• TASK DATA:
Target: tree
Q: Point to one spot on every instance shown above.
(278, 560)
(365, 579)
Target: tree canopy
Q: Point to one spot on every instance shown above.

• WORK TO COMPLETE:
Everything in the listing should be written out again exactly.

• RESPONSE TO THIS EXERCISE:
Target: tree
Q: Point to one spot on every instance shown above.
(278, 560)
(365, 579)
Target: tree canopy
Q: Point to one spot on every instance shown above.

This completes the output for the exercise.